- INPUT FOR THIS TASK
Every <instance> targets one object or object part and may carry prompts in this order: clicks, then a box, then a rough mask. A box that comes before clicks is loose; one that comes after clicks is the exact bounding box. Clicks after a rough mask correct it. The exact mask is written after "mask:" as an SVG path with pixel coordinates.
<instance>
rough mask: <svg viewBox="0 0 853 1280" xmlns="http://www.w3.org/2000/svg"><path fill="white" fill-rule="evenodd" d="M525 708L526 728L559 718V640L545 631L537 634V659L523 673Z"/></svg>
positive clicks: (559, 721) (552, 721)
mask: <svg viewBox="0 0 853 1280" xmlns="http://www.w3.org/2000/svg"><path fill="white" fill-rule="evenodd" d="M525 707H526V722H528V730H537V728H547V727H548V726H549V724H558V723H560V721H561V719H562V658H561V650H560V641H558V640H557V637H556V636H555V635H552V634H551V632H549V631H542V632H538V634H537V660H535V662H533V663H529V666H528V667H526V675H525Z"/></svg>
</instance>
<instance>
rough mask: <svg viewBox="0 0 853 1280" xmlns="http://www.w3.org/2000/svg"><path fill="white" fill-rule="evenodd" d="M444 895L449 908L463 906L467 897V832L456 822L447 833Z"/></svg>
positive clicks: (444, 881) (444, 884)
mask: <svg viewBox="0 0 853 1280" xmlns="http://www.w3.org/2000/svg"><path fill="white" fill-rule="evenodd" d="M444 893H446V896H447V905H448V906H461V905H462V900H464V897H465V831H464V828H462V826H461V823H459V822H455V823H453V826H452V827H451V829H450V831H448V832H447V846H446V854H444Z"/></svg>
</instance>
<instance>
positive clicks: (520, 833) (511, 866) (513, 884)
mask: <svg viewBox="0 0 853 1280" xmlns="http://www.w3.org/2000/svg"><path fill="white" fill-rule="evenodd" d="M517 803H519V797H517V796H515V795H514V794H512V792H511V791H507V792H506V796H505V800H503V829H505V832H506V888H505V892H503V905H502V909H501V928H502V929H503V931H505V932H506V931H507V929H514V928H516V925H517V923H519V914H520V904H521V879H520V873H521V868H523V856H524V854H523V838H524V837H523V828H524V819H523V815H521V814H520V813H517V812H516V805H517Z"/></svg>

- YOUR OBJECTIVE
Using the listing above, write every line out again exactly.

- ANSWER TO THE EXERCISE
Every <instance> targets one object or object part and may carry prompts in this order: clicks, then a box, then a rough mask. A box that comes before clicks is loose; one that comes after clicks is the exact bounding box. Clicks after a rough mask correct it. The exact mask is written after "mask:" as an SVG path with pixel coordinates.
<instance>
rough mask: <svg viewBox="0 0 853 1280" xmlns="http://www.w3.org/2000/svg"><path fill="white" fill-rule="evenodd" d="M525 708L526 728L559 718V640L545 631L537 634V659L523 673Z"/></svg>
positive clicks: (559, 721) (552, 721)
mask: <svg viewBox="0 0 853 1280" xmlns="http://www.w3.org/2000/svg"><path fill="white" fill-rule="evenodd" d="M525 707H526V722H528V730H537V728H547V727H548V726H549V724H558V723H560V721H561V719H562V658H561V650H560V641H558V640H557V637H556V636H555V635H552V634H551V632H549V631H542V632H538V634H537V660H535V662H533V663H529V666H528V667H526V675H525Z"/></svg>
</instance>
<instance>
rough mask: <svg viewBox="0 0 853 1280" xmlns="http://www.w3.org/2000/svg"><path fill="white" fill-rule="evenodd" d="M444 895L449 908L463 906L467 897V832L456 822L447 833Z"/></svg>
positive clicks: (444, 881) (444, 884)
mask: <svg viewBox="0 0 853 1280" xmlns="http://www.w3.org/2000/svg"><path fill="white" fill-rule="evenodd" d="M444 893H446V896H447V905H448V906H461V905H462V900H464V897H465V831H464V828H462V826H461V823H459V822H455V823H453V826H452V827H451V829H450V831H448V832H447V846H446V854H444Z"/></svg>
</instance>
<instance>
positive clicks: (520, 833) (511, 866) (513, 884)
mask: <svg viewBox="0 0 853 1280" xmlns="http://www.w3.org/2000/svg"><path fill="white" fill-rule="evenodd" d="M517 803H519V797H517V796H515V795H514V794H512V792H511V791H507V792H506V796H505V800H503V829H505V832H506V888H505V892H503V905H502V909H501V928H502V929H503V931H505V932H506V931H507V929H514V928H516V925H517V923H519V914H520V904H521V879H520V873H521V868H523V856H524V854H523V838H524V837H523V828H524V819H523V815H521V814H520V813H517V812H516V805H517Z"/></svg>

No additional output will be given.